**任务说明**
• a. 请将节选文本中以“在这个代码中,首先设计”开头的段落改写成简短的要点列表,并保留其中的主要事实。
• b. 请接着写这篇讲解NS3Gym环境脚本(Gym端)代码的文章,从文中最后一行之后开始。

------ 节选文本 ------

NS3Gym中的环境脚本(Gym端)代码讲解
基本思想
在这个代码中,首先设计一个桥类使得Gym
中的环境代码能够和NS3
中的真实环境进行交互,比如得到下一时刻的状态和回报,以及执行动作等等,这个类命名为Ns3ZmqBridge
。
在继承自父类gym.Env
的环境类Ns3Env
中,引用了类Ns3ZmqBridge
,使得其能够更好地与环境代码进行通讯。
代码解读
在ns3
与gym
的结合版本ns3gym
中,作者给出了一个示例用以展示如何实现需要提供的接口,以使得两者可以很好地同时进行工作。关于ns3gym
的设计思路已经在官方提供的技术报告中讲解,下面讲解官方提供的示例环境ns3env
的代码:
import os
import sys
import zmq
import time
import numpy as np
import gym
from gym import spaces
from gym.utils import seeding
from enum import IntEnum
from ns3gym.start_sim import start_sim_script, build_ns3_project
# 使用Google的protocol buffer技术
import ns3gym.messages_pb2 as pb
from google.protobuf.any_pb2 import Any
__author__ = "Piotr Gawlowicz"
__copyright__ = "Copyright (c) 2018, Technische Universität Berlin"
__version__ = "0.1.0"
__email__ = "gawlowicz@tkn.tu-berlin.de"

------ 数据摘录 ------

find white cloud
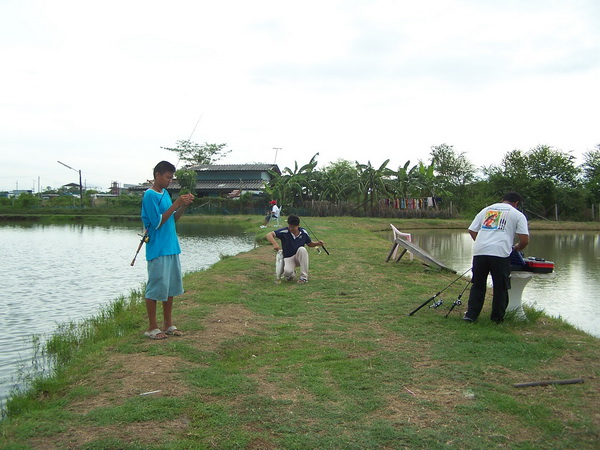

------

**参考答案**
• a.
- 代码首先设计了一个桥类,名为Ns3ZmqBridge。
- 这个类让Gym中的环境代码能够与NS3中的真实环境交互。
- 交互内容包括获取下一时刻的状态和回报、执行动作等。

• b.
# ns3和gym通信的桥梁,主要用来和ns3之间(网络环境服务器)之间进行通信
class Ns3ZmqBridge(object):
"""docstring for Ns3ZmqBridge"""
# 构造函数
# port:指定如果ns3进程要和这边通信的的话,这边的端口号是多少,默认为0,表示使用随机端口
# startSim:是否要在初始化该进程时即进行模拟(Agent打开时通知ns3脚本开启网络环境)
# simSeed:随机函数种子
# simArgs:模拟相关的参数
# debug:是否需要debug相关信息
def __init__(self, port=0, startSim=True, simSeed=0, simArgs={}, debug=False):
# 首先执行父类的构造函数
super(Ns3ZmqBridge, self).__init__()
port = int(port)
# 定义该类的一些自有属性
self.port = port
self.startSim = startSim
self.simSeed = simSeed
self.simArgs = simArgs
self.envStopped = False
self.simPid = None
self.wafPid = None
self.ns3Process = None
# 技术上来说,context是一个进程,其中包含了所有的socket,这使得其更加容易与线程通信
context = zmq.Context()
self.socket = context.socket(zmq.REP)
try:
# 使用随机端口,直接开始模拟
if port == 0 and self.startSim:
# 绑定一个随机的端口
port = self.socket.bind_to_random_port('tcp://*', min_port=5001, max_port=10000, max_tries=100)
print("Got new port for ns3gm interface: ", port)
# 使用随机端口,不开始模拟
elif port == 0 and not self.startSim:
# 不开始模拟为什么要绑定
print("Cannot use port %s to bind" % str(port) )
print("Please specify correct port" )
sys.exit()
else:
# 绑定指定端口
self.socket.bind ("tcp://*:%s" % str(port))
except Exception as e:
print("Cannot bind to tcp://*:%s as port is already in use" % str(port) )
print("Please specify different port or use 0 to get free port" )
sys.exit()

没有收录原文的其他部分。